1. Among participants in a campaign. In fostering trust and solidarity among participants, they (ideally) are put in touch with the sources of their own power to act in the situation. Many people don't realise how creative they can be until they have support of others in trying something new.

2. In relation to a campaign's adversary. Nonviolence aims either to inhibit the violence of an adversary or to ensure that violent repression will 'backfire' politically against them. Beyond that, it seeks to undermine an oppressive institution's 'pillars of power' (see 'Pillars of Power' or 'Spectrum of Allies' Exercise). Rather than treating employees of our opponents as inanimate tools, nonviolence tries to create possibilities for them to rethink their allegiances.

3. In relation to others not yet involved. Nonviolence changes the quality of communication with bystanders or 'outsiders'—people not yet concerned about the issue or not yet active about it, people who can be potential allies (see 'Spectrum of Allies' Exercise). The pioneer of nonviolent scholarship was Gene Sharp, who has suggested four mechanisms of change in those opposing a nonviolent struggle: a) conversion: occasionally a campaign will persuade them to its point of view; b) coercion: sometimes a campaign can coerce adversaries to back down without convincing them of the activists' views of right and wrong; c) accommodation: when an adversary looks for some way to 'accommodate' a campaign, to make a concession without granting everything a campaign demands and without relinquishing power; d) disintegration: a mechanism Sharp added after 1989 when Soviet-aligned regimes had lost so much legitimacy and had so little capacity to renew themselves that, in the face of a 'people power' challenge, they disintegrated. (For more, see 'Forms of Action').

Tasks and exercises:
1) In the text on nonviolence, rewrite the passage starting with "1. Among participants" and going on through "trying something new.", replacing "solidarity" with "unity".
2) Answer these questions from the text on nonviolence:
(a) According to the text, what do many people not realize until they have the support of others in trying something new?
(b) Beyond inhibiting an adversary's violence or making repression backfire, what does nonviolence seek to undermine?
(c) Who does the text name as the pioneer of nonviolent scholarship?

[Natural-language object grounding data]
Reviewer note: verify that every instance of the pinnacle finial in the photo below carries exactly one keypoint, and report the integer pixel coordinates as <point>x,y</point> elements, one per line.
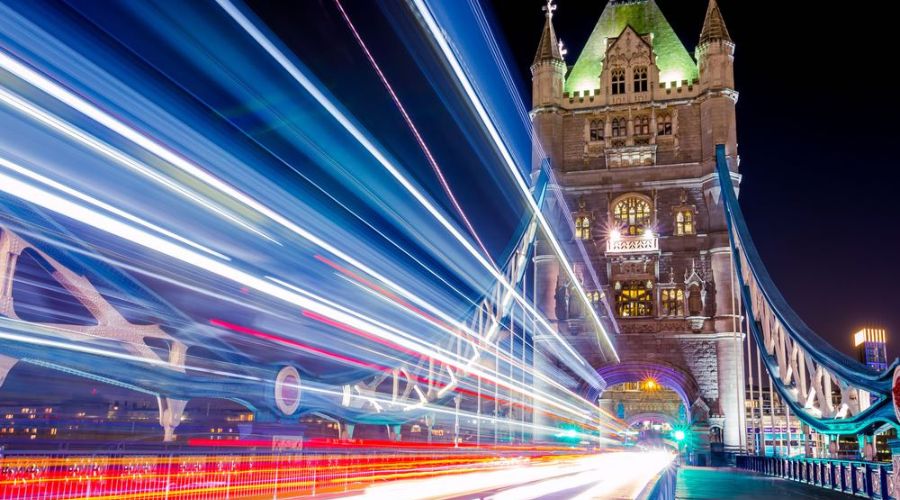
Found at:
<point>549,8</point>
<point>714,25</point>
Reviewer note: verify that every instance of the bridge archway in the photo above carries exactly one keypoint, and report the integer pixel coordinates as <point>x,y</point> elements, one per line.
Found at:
<point>655,417</point>
<point>668,376</point>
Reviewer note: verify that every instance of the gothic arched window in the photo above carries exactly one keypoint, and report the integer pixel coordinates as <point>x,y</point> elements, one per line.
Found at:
<point>664,124</point>
<point>620,127</point>
<point>695,300</point>
<point>618,81</point>
<point>632,216</point>
<point>634,299</point>
<point>672,301</point>
<point>684,222</point>
<point>642,125</point>
<point>640,79</point>
<point>583,227</point>
<point>597,130</point>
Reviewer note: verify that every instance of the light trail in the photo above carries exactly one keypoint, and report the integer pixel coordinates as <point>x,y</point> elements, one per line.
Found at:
<point>52,202</point>
<point>68,130</point>
<point>104,206</point>
<point>380,157</point>
<point>463,79</point>
<point>69,98</point>
<point>603,476</point>
<point>409,123</point>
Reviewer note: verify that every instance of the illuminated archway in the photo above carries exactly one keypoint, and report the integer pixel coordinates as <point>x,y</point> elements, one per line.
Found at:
<point>668,376</point>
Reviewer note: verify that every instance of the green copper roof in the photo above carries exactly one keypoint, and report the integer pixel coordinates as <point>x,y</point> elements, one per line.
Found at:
<point>674,61</point>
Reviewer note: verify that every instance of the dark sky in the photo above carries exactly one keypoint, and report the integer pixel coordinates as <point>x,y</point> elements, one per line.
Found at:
<point>815,139</point>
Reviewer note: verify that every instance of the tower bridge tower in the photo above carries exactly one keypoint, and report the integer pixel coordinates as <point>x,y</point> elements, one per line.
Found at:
<point>630,131</point>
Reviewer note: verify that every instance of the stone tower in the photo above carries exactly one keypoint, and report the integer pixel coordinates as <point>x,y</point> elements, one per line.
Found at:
<point>630,131</point>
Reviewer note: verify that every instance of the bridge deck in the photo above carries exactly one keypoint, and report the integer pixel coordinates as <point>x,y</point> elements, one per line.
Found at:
<point>701,483</point>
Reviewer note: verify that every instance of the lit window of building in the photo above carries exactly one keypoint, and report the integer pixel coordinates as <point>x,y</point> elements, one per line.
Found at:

Numbered responses:
1)
1. Among participants in a campaign. In fostering trust and unity among participants, they (ideally) are put in touch with the sources of their own power to act in the situation. Many people don't realise how creative they can be until they have support of others in trying something new.

2)
(a) Many people do not realize how creative they can be.
(b) It seeks to undermine an oppressive institution's "pillars of power."
(c) The pioneer of nonviolent scholarship was Gene Sharp.